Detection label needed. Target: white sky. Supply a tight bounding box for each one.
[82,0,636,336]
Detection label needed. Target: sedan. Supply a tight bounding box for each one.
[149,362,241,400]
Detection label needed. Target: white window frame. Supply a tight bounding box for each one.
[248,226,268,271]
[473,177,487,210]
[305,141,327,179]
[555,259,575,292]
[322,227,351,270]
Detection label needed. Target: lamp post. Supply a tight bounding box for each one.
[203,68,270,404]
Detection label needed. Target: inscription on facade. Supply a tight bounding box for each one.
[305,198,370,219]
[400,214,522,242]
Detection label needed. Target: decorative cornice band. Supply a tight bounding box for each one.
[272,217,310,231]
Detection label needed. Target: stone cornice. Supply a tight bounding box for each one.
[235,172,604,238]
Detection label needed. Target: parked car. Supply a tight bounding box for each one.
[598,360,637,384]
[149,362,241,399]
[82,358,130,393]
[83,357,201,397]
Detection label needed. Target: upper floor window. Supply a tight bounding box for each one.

*****

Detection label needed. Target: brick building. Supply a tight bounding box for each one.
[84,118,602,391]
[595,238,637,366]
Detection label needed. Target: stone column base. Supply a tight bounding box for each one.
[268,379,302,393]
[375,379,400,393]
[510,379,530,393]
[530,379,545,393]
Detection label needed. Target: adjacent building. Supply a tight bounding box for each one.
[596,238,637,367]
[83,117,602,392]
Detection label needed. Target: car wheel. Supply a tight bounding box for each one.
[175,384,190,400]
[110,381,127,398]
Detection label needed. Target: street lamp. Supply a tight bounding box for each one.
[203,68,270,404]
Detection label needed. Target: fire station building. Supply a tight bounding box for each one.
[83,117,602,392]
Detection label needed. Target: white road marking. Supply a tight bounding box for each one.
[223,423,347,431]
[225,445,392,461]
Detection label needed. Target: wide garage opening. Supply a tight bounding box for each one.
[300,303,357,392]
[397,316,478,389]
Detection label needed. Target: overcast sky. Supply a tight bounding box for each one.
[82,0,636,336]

*****

▶ _WRITTEN EXERCISE_:
Add 78 to every bounding box coordinate in the material, starting with the line that contains "Detection label needed. Target: decorative" and going on through the line that contains "Detection label needed. Target: upper". Write out each line in that stretch again in full, with the new coordinates in place, and give nothing else.

▶ _WORKED SOLUTION_:
Detection label needed. Target: decorative cornice band. Supply a tight bounding box for each one.
[350,295,388,309]
Detection label needed. Target: stone cornice. Supply a tight bounding box for each one.
[313,250,682,316]
Detection label needed. Target: parked car. Supply a tight bounding box for each one.
[676,438,715,462]
[227,440,319,477]
[160,436,208,471]
[161,435,279,475]
Detection label needed. Target: upper floor window. Supply a tight bounding box for each one.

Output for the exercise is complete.